Texte cité:
——

Suzanne Valadon est moins connue pour son œuvre que pour ses frasques et sa vie sentimentale mouvementée. Femme libre et libérée, elle aima passionnément Henri de Toulouse-Lautrec, entre autres, rendit fou d’amour Erik Satie, entre autres, avant de partager les trente dernières années de sa vie avec le peintre André Utter, un ami de son fils, Maurice Utrillo, de vingt-et-un ans son cadet…. Modèle et muse, artiste autodidacte formée auprès des peintres de Montmartre, Valadon s’est vite imposée comme une icône de l’émancipation féminine. Dessinatrice avide, peintre inimitable, elle a frayé son chemin à travers la modernité, imposant son style fait de cernes, de couleurs vives, de vigueur et d’humanité. Elle n’a pourtant encore jamais fait l’objet d’une rétrospective…

«  Nous voulons sortir toutes ces femmes de l’oubli, de l’amnésie collective de l’histoire d’art. »

——

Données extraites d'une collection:
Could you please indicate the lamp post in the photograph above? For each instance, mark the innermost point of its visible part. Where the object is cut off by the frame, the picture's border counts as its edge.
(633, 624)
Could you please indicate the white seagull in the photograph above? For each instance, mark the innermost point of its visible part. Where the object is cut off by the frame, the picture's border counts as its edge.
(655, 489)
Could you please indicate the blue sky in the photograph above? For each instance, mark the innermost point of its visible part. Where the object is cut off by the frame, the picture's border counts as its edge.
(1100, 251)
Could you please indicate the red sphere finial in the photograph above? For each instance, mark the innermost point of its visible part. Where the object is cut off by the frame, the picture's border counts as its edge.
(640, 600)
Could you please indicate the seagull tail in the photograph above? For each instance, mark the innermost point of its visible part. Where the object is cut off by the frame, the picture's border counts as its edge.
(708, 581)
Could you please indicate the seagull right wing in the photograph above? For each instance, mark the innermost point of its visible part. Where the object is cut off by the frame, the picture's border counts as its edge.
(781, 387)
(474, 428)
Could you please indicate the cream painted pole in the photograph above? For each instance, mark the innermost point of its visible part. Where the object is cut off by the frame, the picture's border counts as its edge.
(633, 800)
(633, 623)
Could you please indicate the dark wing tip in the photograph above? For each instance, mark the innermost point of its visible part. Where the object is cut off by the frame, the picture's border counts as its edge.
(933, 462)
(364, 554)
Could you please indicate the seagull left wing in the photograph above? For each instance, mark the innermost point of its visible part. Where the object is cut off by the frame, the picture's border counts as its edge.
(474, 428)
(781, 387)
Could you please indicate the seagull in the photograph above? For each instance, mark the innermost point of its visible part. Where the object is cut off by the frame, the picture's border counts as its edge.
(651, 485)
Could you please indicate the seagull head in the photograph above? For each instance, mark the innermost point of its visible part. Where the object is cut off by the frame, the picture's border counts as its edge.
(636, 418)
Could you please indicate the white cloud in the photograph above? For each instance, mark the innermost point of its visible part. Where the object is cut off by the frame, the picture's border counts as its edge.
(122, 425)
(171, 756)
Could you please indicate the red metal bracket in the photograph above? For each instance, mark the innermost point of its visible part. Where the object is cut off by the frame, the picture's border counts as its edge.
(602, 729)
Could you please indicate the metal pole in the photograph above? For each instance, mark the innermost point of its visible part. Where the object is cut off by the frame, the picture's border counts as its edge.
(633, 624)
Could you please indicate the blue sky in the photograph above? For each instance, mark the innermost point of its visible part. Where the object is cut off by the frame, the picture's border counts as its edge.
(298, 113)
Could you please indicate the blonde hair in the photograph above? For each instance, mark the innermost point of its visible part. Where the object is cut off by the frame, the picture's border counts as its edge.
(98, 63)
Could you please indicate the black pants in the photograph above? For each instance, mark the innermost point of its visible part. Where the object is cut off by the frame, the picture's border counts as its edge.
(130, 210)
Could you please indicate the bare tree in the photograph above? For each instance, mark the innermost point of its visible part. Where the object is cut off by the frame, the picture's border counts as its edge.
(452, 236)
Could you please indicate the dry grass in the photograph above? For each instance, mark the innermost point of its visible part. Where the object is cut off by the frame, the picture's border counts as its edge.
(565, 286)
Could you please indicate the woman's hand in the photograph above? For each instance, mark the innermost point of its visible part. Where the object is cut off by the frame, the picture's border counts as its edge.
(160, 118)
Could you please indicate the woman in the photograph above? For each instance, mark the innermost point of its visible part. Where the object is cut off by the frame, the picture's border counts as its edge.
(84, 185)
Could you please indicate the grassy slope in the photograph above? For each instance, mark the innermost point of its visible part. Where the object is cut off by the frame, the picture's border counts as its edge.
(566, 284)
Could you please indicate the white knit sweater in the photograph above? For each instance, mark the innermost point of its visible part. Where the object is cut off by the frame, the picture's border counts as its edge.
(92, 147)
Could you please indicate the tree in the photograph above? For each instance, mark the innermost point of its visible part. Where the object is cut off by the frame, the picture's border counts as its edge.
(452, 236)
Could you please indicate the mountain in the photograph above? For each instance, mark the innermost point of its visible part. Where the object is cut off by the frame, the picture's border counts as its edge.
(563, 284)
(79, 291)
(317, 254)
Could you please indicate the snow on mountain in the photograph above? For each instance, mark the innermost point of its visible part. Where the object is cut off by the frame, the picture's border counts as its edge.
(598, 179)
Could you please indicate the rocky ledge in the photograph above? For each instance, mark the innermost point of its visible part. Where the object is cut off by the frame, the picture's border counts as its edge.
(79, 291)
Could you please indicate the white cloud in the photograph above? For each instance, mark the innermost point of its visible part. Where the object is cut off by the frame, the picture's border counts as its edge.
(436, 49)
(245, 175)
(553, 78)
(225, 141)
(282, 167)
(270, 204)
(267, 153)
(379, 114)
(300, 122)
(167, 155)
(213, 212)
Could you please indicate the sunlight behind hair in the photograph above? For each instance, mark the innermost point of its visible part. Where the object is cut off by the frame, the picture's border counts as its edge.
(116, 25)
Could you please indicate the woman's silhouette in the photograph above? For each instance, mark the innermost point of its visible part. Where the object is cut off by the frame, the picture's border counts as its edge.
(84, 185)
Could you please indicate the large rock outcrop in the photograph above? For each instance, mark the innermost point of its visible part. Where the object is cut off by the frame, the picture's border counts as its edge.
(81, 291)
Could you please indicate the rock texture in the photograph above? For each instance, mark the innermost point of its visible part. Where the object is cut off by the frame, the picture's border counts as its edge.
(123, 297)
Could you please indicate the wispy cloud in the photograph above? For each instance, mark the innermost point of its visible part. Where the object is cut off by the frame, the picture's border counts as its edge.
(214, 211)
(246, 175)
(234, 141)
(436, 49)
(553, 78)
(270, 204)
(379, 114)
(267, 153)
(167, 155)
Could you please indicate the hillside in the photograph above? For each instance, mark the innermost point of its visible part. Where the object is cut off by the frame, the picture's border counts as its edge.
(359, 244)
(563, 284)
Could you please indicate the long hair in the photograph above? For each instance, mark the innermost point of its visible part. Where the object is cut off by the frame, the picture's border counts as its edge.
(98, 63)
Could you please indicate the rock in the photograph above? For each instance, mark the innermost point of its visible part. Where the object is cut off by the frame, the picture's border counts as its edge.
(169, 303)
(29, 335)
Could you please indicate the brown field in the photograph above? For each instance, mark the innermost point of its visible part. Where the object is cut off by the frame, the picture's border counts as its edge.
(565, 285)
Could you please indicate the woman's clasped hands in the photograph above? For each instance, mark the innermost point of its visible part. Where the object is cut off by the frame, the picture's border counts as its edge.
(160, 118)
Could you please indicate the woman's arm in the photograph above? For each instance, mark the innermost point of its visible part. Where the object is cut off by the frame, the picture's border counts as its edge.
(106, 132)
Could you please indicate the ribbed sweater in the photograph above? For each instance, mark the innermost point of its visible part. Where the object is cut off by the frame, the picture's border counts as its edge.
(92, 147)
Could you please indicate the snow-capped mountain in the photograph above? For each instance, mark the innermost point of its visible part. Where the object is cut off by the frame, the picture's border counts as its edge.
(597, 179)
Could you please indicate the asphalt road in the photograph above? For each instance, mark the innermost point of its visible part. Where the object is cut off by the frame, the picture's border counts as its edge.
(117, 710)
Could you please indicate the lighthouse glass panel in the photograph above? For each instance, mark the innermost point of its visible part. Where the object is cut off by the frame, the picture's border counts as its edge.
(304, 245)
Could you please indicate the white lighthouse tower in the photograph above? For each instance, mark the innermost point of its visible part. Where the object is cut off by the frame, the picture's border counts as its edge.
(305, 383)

——

Consigne: Poursuivez le texte consacré à Suzanne Valadon à partir de sa dernière phrase.

Résultat:
Magali Philippe-Briat

« Elle n’a jamais été montrée pour elle-même », explique Magali Briat-Philippe, conservatrice à Brou et commissaire de l’exposition. « Il est grand temps de réparer cette injustice et de la sortir de la tutelle masculine Utrillo-Utter. Dans l’exposition, Valadon a sa section à elle, mais on la retrouve tout au long de l’accrochage, c’est en quelque sorte un fil rouge ! Nous montrons qu’elle est l’arbre qui cache la forêt. Son parcours a beau être exceptionnel, il est celui d’une femme artiste qui a œuvré dans les années 1880–1940, tout comme Camille Claudel, à peu de choses près – mais cette dernière a passé la fin de sa vie abandonnée dans un asile… Nous voulons sortir toutes ces femmes de l’oubli, de l’amnésie collective de l’histoire d’art, d’autant plus qu’elles ont bénéficié d’un réel succès de leur vivant. » Les œuvres de quarante-et-une d’entre elles sont ainsi mises en lumière et remises en perspective dans l’ancien réfectoire du monastère de Brou. Déterminées, ces femmes se sont donné les moyens d’être reconnues comme artistes à part entière.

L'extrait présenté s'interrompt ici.